## Do this
Update the data below by changing every "marker" to "pin" and leaving all other text as it is. Omit the pictures from your output.

Start Records for processing

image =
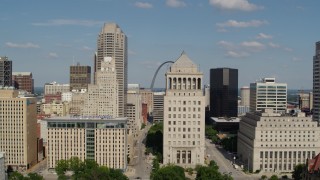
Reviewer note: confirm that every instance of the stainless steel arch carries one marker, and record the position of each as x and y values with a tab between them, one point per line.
155	74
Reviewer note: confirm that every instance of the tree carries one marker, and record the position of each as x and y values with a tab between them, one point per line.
298	170
16	176
170	172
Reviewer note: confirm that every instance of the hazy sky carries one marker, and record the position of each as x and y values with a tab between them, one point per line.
266	38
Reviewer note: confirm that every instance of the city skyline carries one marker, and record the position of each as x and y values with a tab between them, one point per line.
260	38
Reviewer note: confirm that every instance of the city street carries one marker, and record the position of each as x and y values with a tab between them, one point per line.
225	162
142	164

End Records for processing

## Answer below
image =
Reviewer note: confirm that every instance of the stainless steel arch carries one pin, and record the position of each as x and y values with a tab between them, one point per line.
155	74
Reviewer note: confirm that every instance of the tree carries one pin, and record the position of each as x and y values with a tab between them, one point per line.
298	170
16	176
170	172
Reviewer note: confirm that every instance of the hazy sky carries one pin, and record the position of each as x and y values with a tab between them, one point per line.
266	38
Reviewer note: confirm that every instance of the city skyline carries one pin, and record the position of each as x and y values with a tab between them, one point per line.
260	38
Reviewer note: confirm that every instance of the city street carries one pin, and record the position of each as x and y values with a tab between them, one point per line.
225	162
142	164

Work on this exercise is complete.